Required work
Update the rows below by replacing "instance" with "occurrence" everywhere it appears, keeping every other part unchanged. Leave the pictures out of your answer.

(Named object pointing entries)

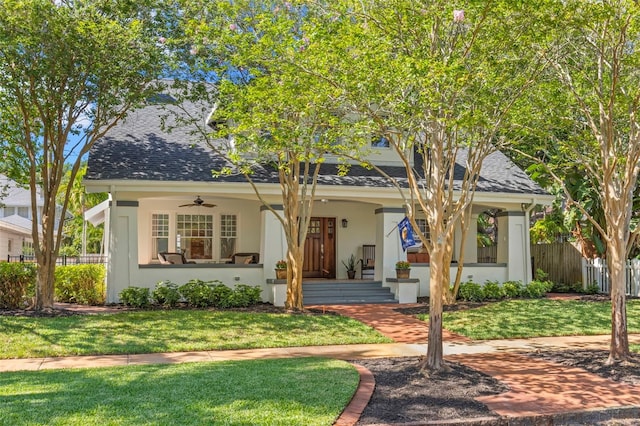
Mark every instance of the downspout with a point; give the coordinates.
(527, 240)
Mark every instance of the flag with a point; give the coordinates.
(406, 234)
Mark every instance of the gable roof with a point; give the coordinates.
(138, 149)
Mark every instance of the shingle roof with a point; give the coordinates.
(139, 149)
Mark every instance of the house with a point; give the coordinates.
(15, 220)
(163, 198)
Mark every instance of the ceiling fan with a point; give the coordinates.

Result for this exercise
Mark every occurrence of the downspout with a point; give the coordinates.
(527, 240)
Mark every occurrence of the flag with a point; give the coordinates.
(406, 234)
Mark every occurrence of the gable roof with a point; give the coordinates.
(138, 149)
Mark every occurrence of the shingle roof with a point; give the coordinates.
(139, 149)
Mark every occurrence of the house with a point; give the coordinates.
(15, 220)
(163, 198)
Mark every occurrence of the ceiling fan with a point; give the coordinates.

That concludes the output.